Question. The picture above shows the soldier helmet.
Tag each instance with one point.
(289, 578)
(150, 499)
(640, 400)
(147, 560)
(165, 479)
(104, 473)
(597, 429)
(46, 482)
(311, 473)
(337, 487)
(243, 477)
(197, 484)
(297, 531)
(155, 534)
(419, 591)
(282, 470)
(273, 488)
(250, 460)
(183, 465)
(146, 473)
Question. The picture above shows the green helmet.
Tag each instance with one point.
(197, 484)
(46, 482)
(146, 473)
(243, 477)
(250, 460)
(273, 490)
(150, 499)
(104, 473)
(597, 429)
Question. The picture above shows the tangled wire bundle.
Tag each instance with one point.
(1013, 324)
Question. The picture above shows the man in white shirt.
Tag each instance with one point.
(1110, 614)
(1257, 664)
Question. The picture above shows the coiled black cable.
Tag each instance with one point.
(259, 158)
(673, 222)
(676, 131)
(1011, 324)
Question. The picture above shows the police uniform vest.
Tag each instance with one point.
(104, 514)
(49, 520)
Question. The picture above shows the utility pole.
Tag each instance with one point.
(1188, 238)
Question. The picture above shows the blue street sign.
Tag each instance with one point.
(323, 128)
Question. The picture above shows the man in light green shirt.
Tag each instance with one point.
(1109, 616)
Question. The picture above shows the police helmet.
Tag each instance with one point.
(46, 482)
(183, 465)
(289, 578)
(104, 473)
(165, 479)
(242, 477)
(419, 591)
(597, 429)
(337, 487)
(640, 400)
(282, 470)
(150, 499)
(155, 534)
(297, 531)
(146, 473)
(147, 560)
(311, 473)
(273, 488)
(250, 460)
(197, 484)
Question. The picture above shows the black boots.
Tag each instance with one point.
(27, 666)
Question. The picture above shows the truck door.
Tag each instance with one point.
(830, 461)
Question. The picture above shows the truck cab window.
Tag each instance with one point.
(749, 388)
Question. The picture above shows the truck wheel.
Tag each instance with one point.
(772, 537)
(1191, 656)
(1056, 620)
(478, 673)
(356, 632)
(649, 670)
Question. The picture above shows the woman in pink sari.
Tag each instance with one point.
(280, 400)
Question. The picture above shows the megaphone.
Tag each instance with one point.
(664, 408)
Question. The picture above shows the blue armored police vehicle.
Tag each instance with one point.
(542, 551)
──────────
From the entries above, copy each line holding "blue".

Question. The picture above shows the blue street sign.
Question. The picture above shows the blue armored police vehicle.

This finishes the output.